Beginning with the line that contains "In the photograph above, where can the salvage", copy each subsequent line of the data below through the last one, including both ends but not the pictures.

### DATA TO USE ###

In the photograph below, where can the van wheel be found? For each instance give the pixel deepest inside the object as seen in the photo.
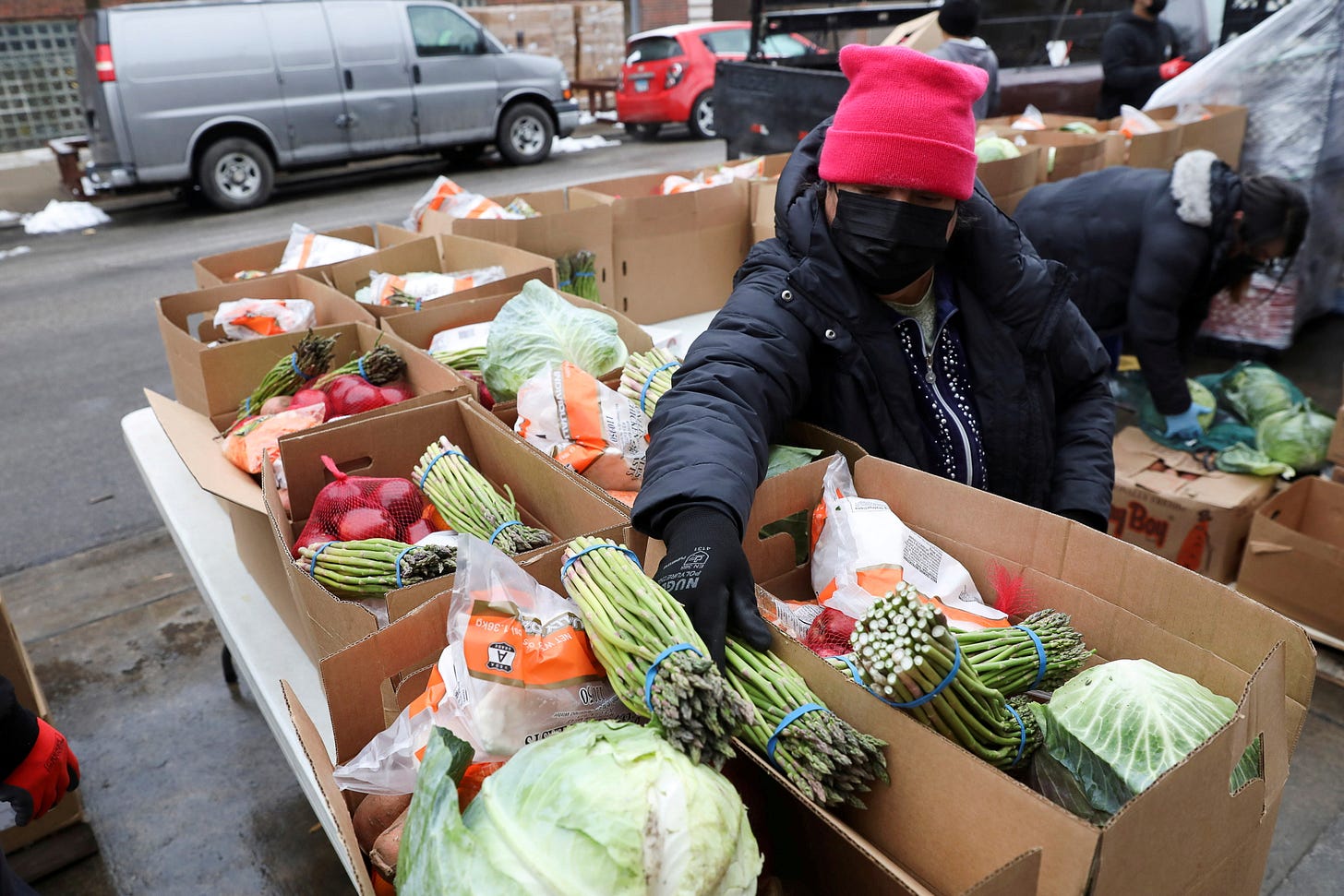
(702, 117)
(524, 135)
(235, 173)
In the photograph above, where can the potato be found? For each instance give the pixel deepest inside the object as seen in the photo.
(375, 814)
(389, 843)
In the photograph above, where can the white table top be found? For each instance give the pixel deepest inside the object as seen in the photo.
(262, 648)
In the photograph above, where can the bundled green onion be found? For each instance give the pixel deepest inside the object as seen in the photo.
(647, 376)
(379, 365)
(1008, 660)
(656, 663)
(906, 654)
(374, 566)
(312, 356)
(820, 752)
(469, 504)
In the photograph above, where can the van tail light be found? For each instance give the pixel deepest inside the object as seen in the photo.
(102, 64)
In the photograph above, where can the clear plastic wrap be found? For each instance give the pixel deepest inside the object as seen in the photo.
(1288, 71)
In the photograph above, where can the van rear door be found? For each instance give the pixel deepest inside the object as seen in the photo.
(309, 81)
(375, 74)
(454, 76)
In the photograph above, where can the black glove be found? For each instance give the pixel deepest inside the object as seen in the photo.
(707, 572)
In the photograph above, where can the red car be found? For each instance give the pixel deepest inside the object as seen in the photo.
(668, 73)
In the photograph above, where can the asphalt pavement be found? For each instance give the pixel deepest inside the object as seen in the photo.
(79, 340)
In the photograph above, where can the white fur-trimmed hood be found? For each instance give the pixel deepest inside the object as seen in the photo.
(1193, 187)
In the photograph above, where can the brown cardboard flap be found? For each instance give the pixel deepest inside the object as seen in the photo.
(315, 752)
(197, 442)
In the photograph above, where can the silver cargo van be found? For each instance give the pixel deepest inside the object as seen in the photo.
(218, 96)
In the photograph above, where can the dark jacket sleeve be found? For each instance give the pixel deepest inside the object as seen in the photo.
(18, 730)
(1170, 262)
(1119, 52)
(742, 380)
(1085, 422)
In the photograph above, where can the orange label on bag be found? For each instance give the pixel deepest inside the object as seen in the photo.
(526, 651)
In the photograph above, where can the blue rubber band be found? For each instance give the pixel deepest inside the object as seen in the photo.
(503, 525)
(654, 671)
(644, 392)
(312, 567)
(1022, 742)
(917, 701)
(437, 459)
(565, 567)
(1040, 656)
(400, 565)
(787, 721)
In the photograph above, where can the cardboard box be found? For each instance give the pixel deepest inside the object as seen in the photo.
(1167, 503)
(1294, 557)
(389, 444)
(214, 270)
(1222, 133)
(559, 232)
(1011, 179)
(187, 324)
(230, 377)
(17, 666)
(675, 256)
(413, 333)
(1128, 603)
(836, 860)
(444, 254)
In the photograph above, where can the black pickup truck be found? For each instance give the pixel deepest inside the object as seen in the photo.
(765, 105)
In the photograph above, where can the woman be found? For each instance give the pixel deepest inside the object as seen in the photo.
(1152, 247)
(898, 308)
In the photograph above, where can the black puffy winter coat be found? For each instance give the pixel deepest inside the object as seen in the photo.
(798, 339)
(1149, 249)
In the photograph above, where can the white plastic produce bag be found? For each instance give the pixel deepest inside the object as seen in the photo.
(863, 551)
(518, 668)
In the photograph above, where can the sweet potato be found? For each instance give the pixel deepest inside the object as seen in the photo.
(389, 843)
(375, 814)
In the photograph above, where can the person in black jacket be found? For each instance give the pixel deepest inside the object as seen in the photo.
(1151, 249)
(896, 306)
(1137, 54)
(37, 770)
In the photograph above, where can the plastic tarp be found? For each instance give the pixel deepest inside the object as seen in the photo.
(1290, 71)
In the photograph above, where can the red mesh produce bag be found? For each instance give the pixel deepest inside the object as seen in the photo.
(828, 636)
(363, 507)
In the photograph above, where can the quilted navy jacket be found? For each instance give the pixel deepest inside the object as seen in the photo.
(800, 339)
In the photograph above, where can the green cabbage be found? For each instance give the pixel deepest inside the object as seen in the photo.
(1297, 436)
(1116, 728)
(538, 327)
(600, 807)
(995, 149)
(1254, 391)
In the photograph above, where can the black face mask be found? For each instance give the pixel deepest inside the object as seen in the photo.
(889, 244)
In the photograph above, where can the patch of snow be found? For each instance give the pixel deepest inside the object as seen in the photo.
(59, 217)
(580, 144)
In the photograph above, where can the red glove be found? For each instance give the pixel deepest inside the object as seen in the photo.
(43, 778)
(1173, 67)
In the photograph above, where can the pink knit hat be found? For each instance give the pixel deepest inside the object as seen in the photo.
(905, 121)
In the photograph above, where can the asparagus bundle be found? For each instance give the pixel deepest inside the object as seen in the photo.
(583, 274)
(656, 663)
(906, 654)
(379, 365)
(312, 356)
(1008, 661)
(374, 566)
(469, 504)
(647, 376)
(820, 752)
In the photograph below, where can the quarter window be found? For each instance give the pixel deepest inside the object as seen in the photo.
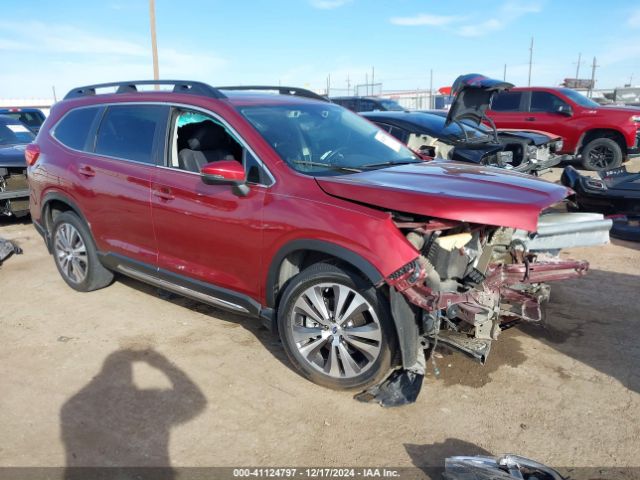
(545, 102)
(74, 128)
(128, 131)
(506, 102)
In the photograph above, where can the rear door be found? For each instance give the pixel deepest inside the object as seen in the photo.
(113, 179)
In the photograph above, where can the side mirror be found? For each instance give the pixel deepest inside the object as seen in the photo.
(564, 110)
(226, 172)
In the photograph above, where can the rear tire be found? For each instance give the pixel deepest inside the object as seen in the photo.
(336, 328)
(75, 254)
(601, 154)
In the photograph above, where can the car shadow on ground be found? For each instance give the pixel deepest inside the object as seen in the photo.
(269, 341)
(112, 423)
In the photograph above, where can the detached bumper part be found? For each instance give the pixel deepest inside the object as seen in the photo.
(504, 467)
(564, 230)
(8, 248)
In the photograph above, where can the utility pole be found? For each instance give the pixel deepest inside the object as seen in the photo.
(578, 65)
(530, 61)
(431, 88)
(154, 43)
(372, 82)
(593, 76)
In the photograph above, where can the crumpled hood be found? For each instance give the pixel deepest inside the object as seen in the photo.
(535, 138)
(12, 156)
(452, 191)
(472, 97)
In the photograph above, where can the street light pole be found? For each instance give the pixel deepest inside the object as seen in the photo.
(530, 61)
(154, 43)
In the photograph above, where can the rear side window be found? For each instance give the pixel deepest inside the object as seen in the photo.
(128, 131)
(506, 102)
(73, 130)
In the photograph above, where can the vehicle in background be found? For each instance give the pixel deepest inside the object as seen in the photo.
(32, 118)
(292, 209)
(602, 136)
(426, 133)
(627, 96)
(14, 190)
(368, 104)
(616, 191)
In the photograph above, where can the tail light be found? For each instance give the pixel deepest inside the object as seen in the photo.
(31, 154)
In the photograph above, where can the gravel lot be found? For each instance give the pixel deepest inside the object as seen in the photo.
(121, 375)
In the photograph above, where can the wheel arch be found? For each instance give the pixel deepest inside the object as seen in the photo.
(594, 133)
(53, 203)
(299, 254)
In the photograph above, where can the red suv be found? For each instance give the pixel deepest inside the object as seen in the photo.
(603, 136)
(281, 205)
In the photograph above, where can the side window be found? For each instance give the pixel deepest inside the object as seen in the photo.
(128, 131)
(74, 128)
(545, 102)
(506, 102)
(198, 139)
(367, 106)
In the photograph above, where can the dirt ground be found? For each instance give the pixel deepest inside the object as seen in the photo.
(121, 376)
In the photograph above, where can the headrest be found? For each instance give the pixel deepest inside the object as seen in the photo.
(206, 136)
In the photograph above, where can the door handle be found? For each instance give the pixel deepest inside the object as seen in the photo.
(87, 171)
(163, 193)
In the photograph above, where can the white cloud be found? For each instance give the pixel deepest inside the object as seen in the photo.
(424, 19)
(507, 13)
(634, 19)
(68, 56)
(328, 4)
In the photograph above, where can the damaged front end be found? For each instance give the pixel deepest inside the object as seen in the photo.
(469, 282)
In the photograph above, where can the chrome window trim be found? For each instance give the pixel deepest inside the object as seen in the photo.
(238, 137)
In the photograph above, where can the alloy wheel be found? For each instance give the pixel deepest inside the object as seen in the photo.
(336, 330)
(71, 253)
(601, 157)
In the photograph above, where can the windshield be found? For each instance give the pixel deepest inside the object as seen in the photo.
(15, 133)
(454, 132)
(326, 139)
(579, 98)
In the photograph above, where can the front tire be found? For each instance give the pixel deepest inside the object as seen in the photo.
(601, 154)
(75, 254)
(336, 328)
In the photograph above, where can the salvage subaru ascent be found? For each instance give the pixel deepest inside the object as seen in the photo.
(275, 203)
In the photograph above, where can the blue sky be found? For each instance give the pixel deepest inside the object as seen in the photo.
(67, 43)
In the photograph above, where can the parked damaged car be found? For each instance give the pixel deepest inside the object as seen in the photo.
(427, 133)
(14, 190)
(361, 256)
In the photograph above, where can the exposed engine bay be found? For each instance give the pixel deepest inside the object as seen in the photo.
(470, 282)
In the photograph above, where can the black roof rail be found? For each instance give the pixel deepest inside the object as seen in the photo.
(299, 92)
(179, 86)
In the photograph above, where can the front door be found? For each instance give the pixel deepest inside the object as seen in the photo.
(208, 232)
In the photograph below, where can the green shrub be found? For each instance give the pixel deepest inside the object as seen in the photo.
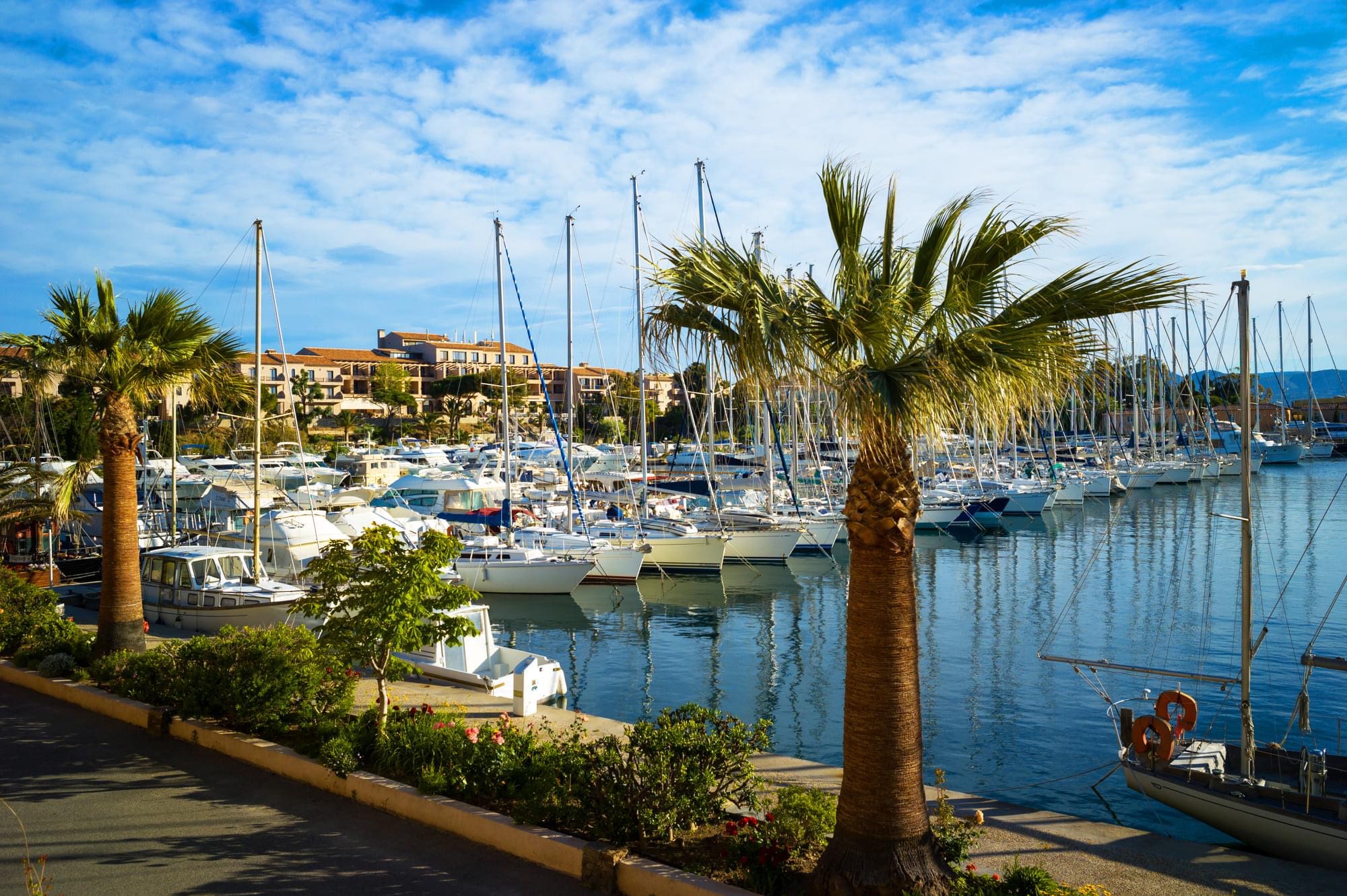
(150, 677)
(805, 819)
(432, 781)
(673, 774)
(263, 680)
(954, 837)
(57, 666)
(1028, 881)
(55, 635)
(22, 607)
(339, 755)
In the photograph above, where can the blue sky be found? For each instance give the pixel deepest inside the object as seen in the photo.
(379, 140)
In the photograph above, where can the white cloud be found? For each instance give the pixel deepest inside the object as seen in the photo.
(347, 129)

###

### COMPLETED EXERCISE:
In the photograph above, where can the salvage subaru ascent be found? For each instance give the pixel deepest inside the object as seen in the photo.
(275, 203)
In the photograph above, where can the blue sky be found? For each instance give the pixel deepest inside the object as seen in the photo.
(67, 43)
In the photograph above, where can the parked damaged car be found? For each instance give the pixel deepest inside the object as seen in the photo.
(427, 133)
(14, 190)
(361, 256)
In the photograph above, where can the exposed engine bay be found? For each instance give the pixel deepest inside the object as seen in the photo.
(470, 282)
In the photograph above, where can the black roof rail be found? For each instance give the pixel deepest inside the object as seen in the photo.
(299, 92)
(179, 86)
In the photograph above, where can the front door be found? For each instance give the pixel deepest inside the object as seen in the photo.
(208, 232)
In the photograph below, where can the green shrub be found? For each instance give the pixel deepest inside the object as seen in the photo.
(150, 677)
(805, 819)
(432, 781)
(673, 774)
(263, 680)
(954, 837)
(57, 666)
(1028, 881)
(55, 635)
(22, 607)
(339, 755)
In the photograph above, where can the blue sky be found? For each instance give the pixel deepest inside the object as seen in the photo.
(379, 140)
In the photograph above, where can the white cloud be found? For each instance give the pixel deepest inside the object as seen in the photo.
(347, 129)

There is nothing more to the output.